Article:
Now, it’s time for the purge. I once wrote that Succession viewers “can enjoy it knowing that we have no stake, except for the tiny fact that people like the Roys run the world.” This final season has emphasised that that is a very big “except.”
Succession has long hinted at the Roys’ willingness to play footsie with dark political forces for ratings and influence. Waystar’s right-wing news network, ATN, leaves a popular commentator on the air despite his Nazi sympathies. The family backs a far-right presidential candidate, Jeryd Mencken, who voices openness to the ideas of Adolf Hitler and Francisco Franco. (Mencken fittingly shares a surname with the American writer who said, “Democracy is the theory that the common people know what they want and deserve to get it good and hard.”)
Late in the final season, the close presidential election is disrupted by a fire, apparently started by Mencken supporters, that incinerates thousands of ballots for his opponent in liberal Milwaukee. In exchange for Mencken’s regulatory cooperation in a struggle over control of the company, ATN declares the handsome fascist the winner, legitimising his claim to power amid a legal challenge. The result leads to riots. But it’s great for ratings.
As for American democracy — well, good luck! Part of the fantasy of past rich-family sagas was that none of the drama affected you, even by implication. When Ewings did each other dirty in the oil business, you were never asked to imagine yourself, somewhere offscreen, seeing your gas prices go up.
Succession, on the other hand, argues that the problems of today’s hyper-rich inevitably become ours because they have so much influence and so little sense of responsibility. (Its main exception is the Pierce family, the owners of a rival media empire, whose blue-blood noblesse oblige comes across as patronising and ineffectual.) We are swamped in the wake of their yachts and chopped up by the propeller blades, even if the billionaires, sitting on the top deck, scarcely feel a bump.
And while the damaged characters are fascinating, even pitiable, there’s no one among the Roys or their enablers worth rooting for. As with Game of Thrones, if you think the important thing is who finally ends up in the big chair, you’re missing the point.

Given data:

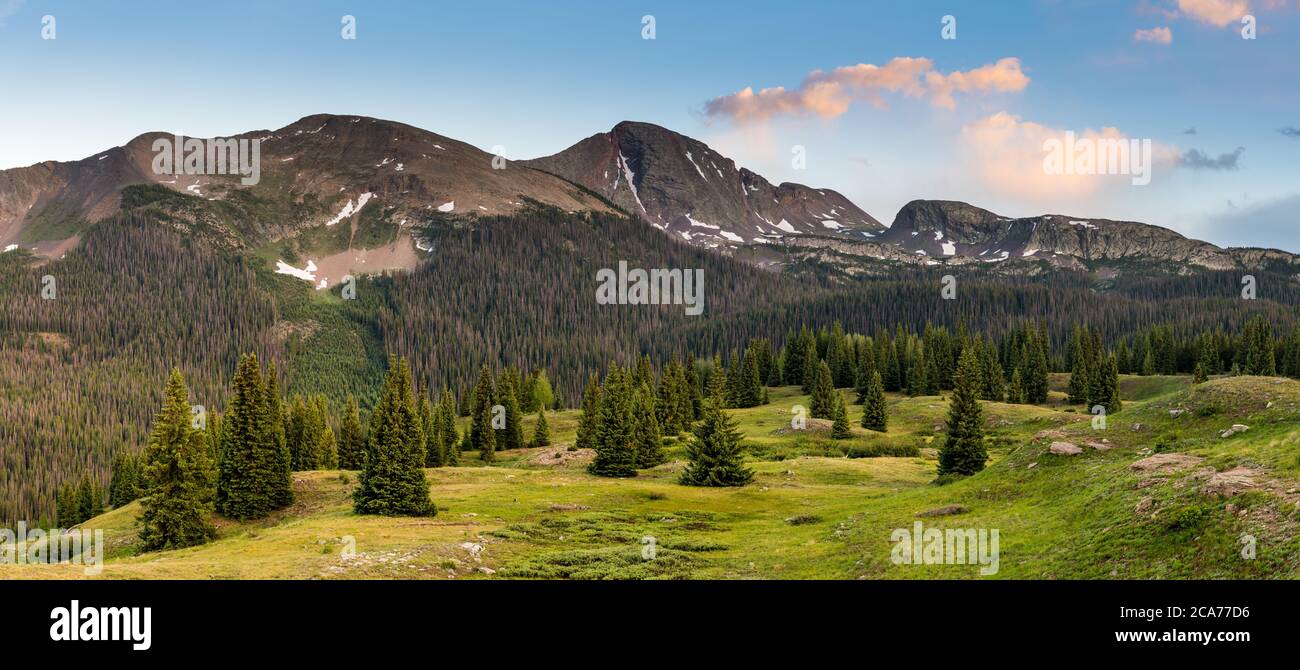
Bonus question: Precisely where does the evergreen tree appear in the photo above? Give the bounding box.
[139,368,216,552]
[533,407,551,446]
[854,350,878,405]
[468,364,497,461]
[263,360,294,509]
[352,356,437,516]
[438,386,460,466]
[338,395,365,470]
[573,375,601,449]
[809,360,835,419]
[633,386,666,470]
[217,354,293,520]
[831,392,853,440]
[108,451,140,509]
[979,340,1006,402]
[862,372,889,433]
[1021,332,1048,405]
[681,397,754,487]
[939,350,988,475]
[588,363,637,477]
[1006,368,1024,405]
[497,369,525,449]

* * *

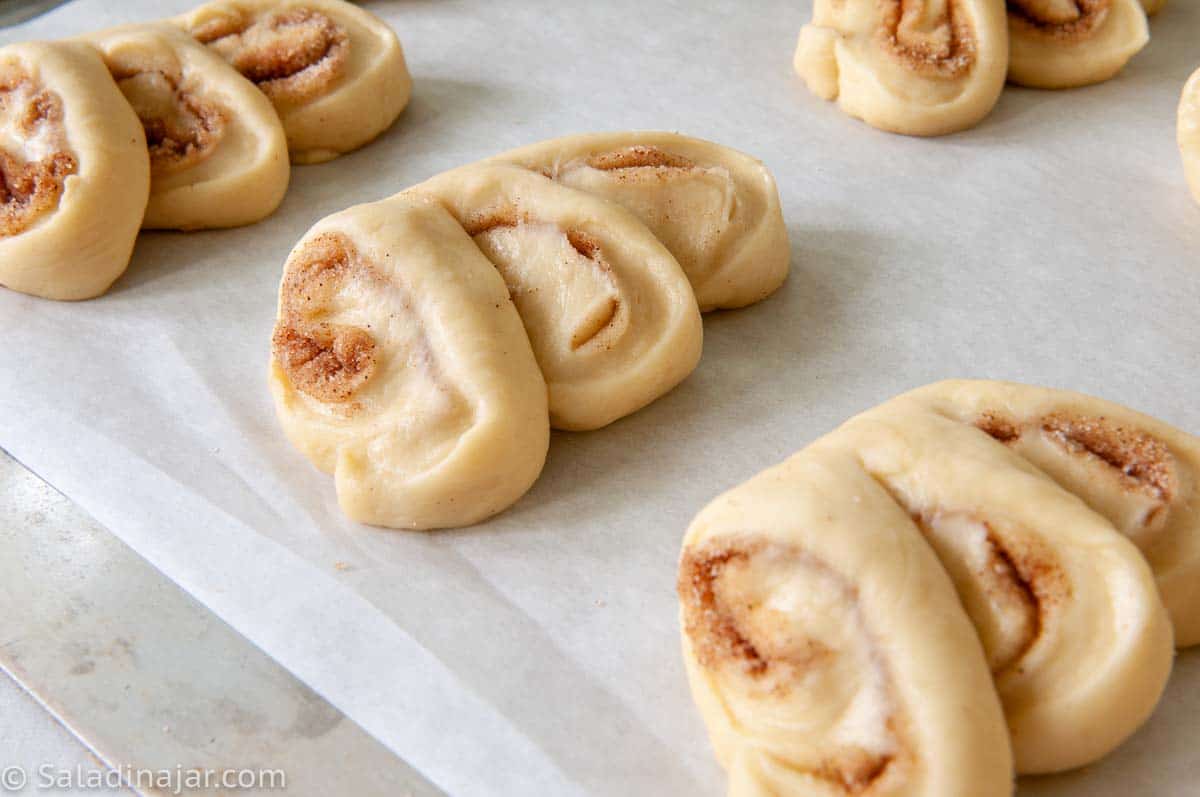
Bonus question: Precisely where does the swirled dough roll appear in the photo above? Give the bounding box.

* * *

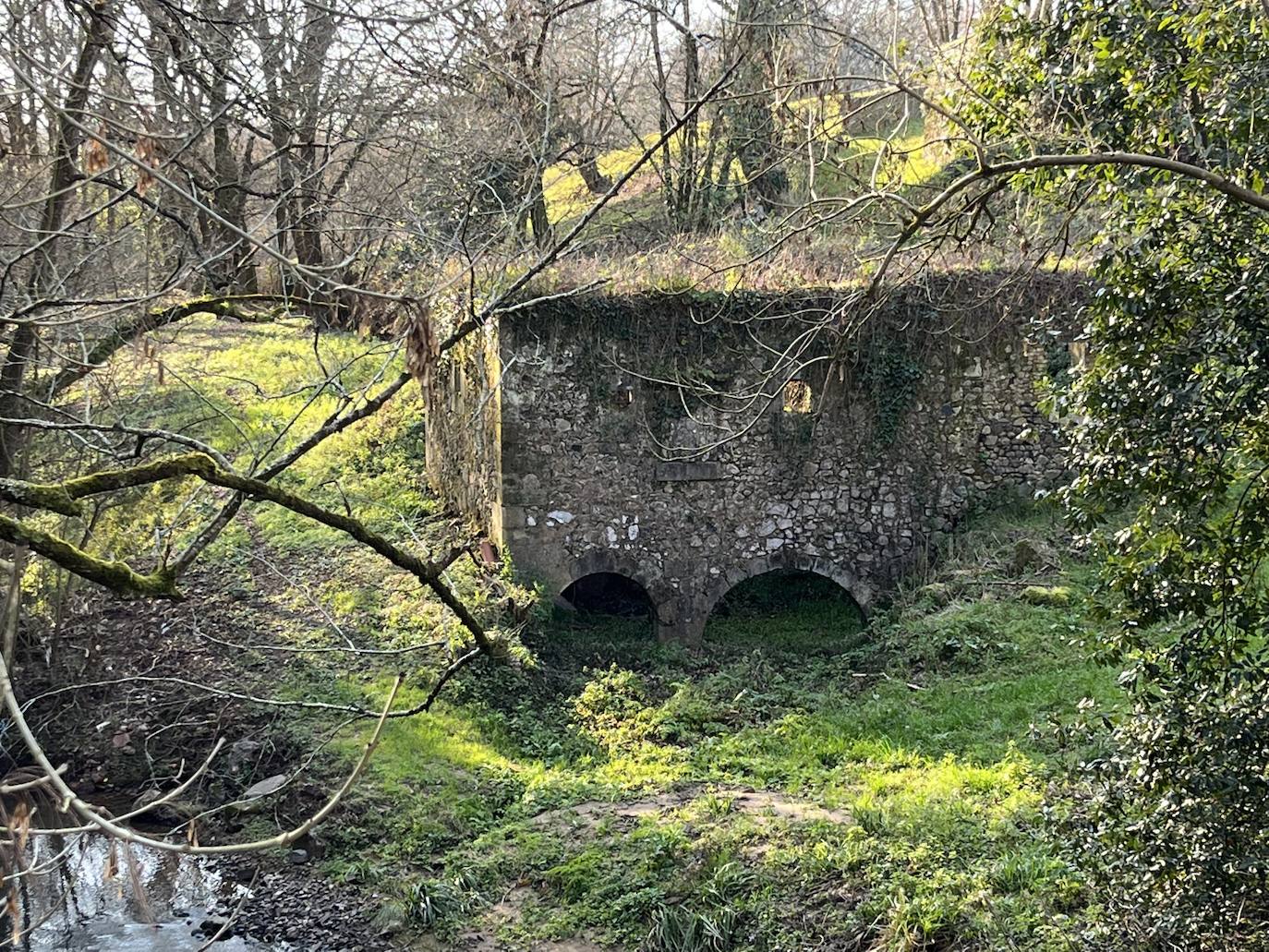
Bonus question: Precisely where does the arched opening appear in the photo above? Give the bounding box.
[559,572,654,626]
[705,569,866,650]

Task set:
A. According to the Succession essay, what is the name of Waystar's right-wing news network?
B. Continue the Succession essay from its final sentence.
The material is separate from the Succession essay and unrelated to it.

Answers for this exercise:
A. ATN

B.
There are no heroes on the horizon. Mencken’s election opponent is a bloodless centrist who mewls about “process” while the country burns. (The election episode and its aftermath felt like a vicious inversion of a West Wing good-government fantasy.) In the streets, people are taking action, but all they can do is rage.
Throughout the series, the constant has been that however the Roys might suffer, emotionally or on the corporate org chart, they never faced true material consequences. They might be more calculated than F. Scott Fitzgerald’s careless Tom and Daisy Buchanan, but they still smashed up things and creatures and retreated into their money.
Up to now, at least. But the penultimate episode suggests that things could take a turn.
As Logan is laid to rest, in a Manhattan funeral befitting a president, the streets are choked with crowds protesting Mencken’s smoke-scented victory. The menace circles closer: sirens in the distance, protesters banging on a limo, explosions rattling guests arriving at the St. Regis for a post-funeral reception. The Roys’ force field holds, but it quivers.
In the final scene, Roman, having botched his shot at CEO by having a breakdown at Logan’s funeral and misjudging Mencken’s loyalty, wanders outside, where a throng of demonstrators are coming up the street. He hops the barricade to pick a fight, gets hit in the face and is nearly trampled.
The scene is disorienting after four seasons inside the protective bubble of wealth. It suggests that the Roys, fumbling to seize their father’s legacy, may have unleashed something beyond their control, capable of hurting even them.
I still doubt that Succession, being Succession, will end with any true, proportional comeuppance. But it might just yet leave a mark.